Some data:
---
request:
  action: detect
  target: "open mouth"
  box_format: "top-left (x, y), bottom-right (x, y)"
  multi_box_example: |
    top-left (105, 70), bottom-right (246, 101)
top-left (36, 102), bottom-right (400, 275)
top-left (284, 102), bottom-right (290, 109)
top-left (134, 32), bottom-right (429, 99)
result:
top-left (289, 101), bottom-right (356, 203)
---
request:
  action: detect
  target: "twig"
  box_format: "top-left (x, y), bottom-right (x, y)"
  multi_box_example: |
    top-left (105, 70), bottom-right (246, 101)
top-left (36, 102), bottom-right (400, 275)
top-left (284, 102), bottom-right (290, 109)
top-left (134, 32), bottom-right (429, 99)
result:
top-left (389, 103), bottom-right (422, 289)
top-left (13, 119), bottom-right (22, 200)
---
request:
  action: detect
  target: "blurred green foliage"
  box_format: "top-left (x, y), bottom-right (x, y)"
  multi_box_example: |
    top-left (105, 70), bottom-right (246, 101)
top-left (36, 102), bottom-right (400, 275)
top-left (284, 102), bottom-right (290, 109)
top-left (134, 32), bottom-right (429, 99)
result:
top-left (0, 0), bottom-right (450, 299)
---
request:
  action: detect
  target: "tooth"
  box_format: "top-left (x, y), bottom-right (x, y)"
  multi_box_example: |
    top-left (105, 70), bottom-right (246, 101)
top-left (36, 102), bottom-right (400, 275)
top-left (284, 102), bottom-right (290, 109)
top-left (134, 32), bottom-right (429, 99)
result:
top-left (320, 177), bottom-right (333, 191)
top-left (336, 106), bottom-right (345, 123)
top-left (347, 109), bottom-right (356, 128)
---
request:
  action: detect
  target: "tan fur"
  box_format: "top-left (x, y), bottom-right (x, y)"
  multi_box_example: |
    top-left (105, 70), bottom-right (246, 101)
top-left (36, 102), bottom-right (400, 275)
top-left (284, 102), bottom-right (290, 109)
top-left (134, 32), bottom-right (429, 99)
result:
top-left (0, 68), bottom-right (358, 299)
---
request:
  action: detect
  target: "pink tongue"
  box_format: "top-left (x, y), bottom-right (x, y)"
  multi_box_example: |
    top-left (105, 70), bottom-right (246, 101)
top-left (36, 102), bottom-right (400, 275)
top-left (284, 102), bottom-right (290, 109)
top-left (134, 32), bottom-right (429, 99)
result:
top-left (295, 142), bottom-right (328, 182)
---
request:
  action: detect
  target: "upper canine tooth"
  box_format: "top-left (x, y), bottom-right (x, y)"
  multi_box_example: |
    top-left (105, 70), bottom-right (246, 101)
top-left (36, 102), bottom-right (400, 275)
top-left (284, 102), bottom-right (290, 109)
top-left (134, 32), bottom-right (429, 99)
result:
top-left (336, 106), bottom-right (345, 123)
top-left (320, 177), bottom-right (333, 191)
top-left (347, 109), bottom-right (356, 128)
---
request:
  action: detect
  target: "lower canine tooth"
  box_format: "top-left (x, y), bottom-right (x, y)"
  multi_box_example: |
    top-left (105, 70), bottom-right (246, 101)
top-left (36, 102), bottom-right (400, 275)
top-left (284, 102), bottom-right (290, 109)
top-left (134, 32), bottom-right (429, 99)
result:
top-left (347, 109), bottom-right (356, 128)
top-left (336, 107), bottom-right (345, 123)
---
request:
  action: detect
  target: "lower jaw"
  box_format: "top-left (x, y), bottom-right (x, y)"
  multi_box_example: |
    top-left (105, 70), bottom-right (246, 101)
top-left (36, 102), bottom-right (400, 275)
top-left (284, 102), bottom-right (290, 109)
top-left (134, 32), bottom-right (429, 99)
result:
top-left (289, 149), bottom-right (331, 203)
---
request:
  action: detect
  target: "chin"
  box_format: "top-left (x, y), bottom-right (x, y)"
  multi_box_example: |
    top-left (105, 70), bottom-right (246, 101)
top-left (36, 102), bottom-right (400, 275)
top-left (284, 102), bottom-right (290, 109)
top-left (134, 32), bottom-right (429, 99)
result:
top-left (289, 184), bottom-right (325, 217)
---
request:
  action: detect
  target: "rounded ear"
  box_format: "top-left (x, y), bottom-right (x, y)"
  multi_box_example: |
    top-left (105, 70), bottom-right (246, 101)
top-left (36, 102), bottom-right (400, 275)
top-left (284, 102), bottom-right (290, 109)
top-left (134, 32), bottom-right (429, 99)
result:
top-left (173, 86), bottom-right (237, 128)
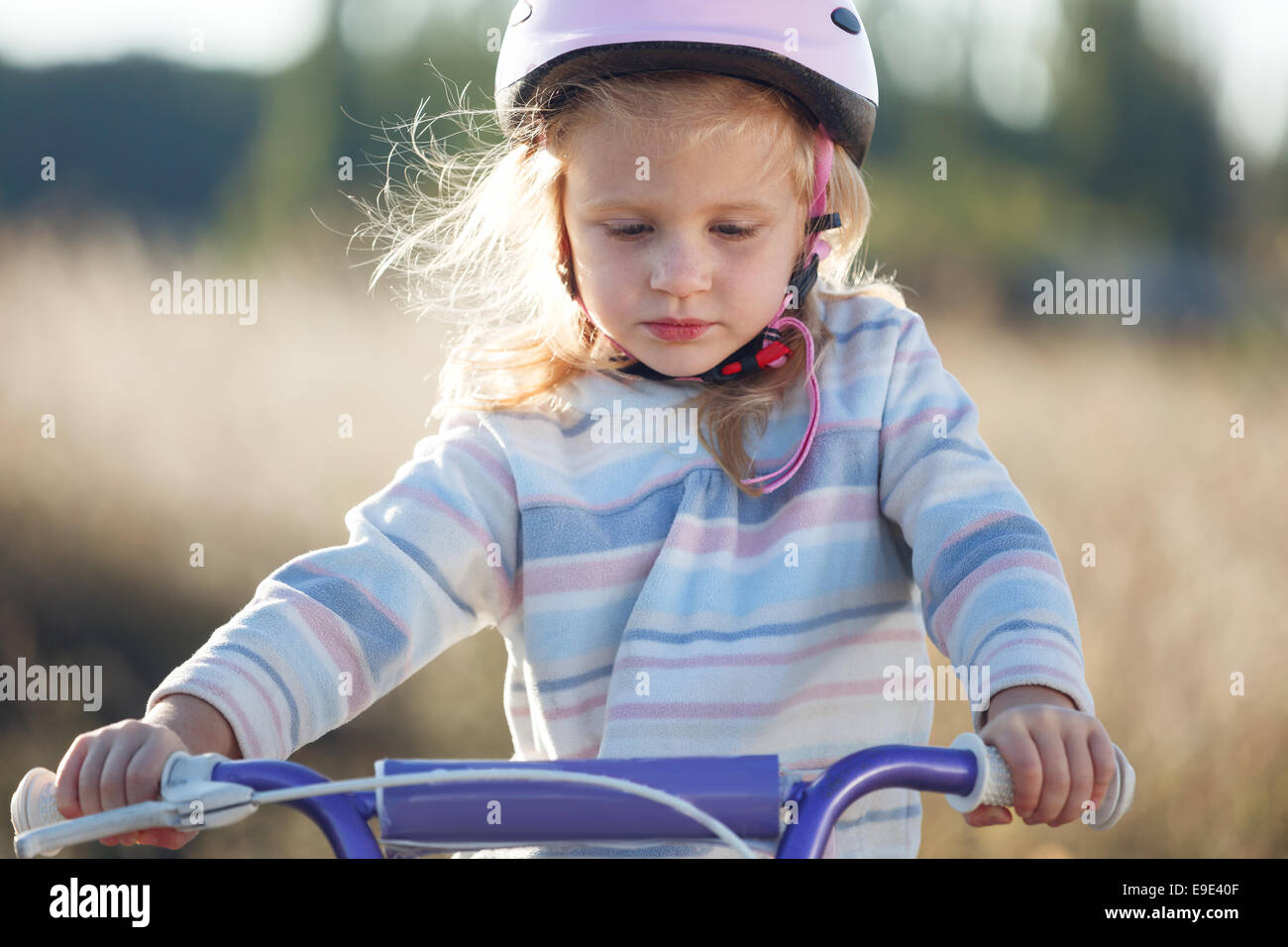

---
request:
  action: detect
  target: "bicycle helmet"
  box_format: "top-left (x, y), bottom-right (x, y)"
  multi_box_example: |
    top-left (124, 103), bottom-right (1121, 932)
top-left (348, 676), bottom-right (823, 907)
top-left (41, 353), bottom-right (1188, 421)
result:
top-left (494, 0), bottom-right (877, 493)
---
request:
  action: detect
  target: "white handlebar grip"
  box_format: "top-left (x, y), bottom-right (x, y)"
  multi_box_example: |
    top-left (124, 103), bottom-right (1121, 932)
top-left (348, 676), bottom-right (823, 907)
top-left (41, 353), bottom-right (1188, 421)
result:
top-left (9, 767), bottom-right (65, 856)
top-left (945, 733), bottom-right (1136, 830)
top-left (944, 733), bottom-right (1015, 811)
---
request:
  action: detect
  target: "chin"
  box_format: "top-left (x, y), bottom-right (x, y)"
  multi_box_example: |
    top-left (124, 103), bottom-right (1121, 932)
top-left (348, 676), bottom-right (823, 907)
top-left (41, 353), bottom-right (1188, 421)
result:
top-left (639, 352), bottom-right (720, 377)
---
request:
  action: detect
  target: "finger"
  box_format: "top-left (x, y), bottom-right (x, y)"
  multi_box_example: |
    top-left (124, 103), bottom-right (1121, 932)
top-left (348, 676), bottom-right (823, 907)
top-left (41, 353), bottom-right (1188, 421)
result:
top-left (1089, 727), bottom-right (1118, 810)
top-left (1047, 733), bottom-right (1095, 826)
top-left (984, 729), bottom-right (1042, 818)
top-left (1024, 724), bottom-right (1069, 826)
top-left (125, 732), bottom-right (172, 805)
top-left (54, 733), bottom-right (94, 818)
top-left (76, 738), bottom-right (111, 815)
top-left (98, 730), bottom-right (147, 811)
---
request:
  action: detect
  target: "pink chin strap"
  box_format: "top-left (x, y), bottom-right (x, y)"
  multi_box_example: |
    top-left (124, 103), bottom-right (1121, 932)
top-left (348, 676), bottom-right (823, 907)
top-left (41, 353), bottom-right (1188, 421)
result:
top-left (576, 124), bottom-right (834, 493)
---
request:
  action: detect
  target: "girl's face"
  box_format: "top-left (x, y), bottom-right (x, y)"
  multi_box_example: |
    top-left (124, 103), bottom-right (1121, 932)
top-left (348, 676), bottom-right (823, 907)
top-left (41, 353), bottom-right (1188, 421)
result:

> Description of the task
Filter the data above down to the lines containing the string "canine", and copy each of those lines.

> Answer to this task
  target: "upper canine tooth"
  target: "lower canine tooth"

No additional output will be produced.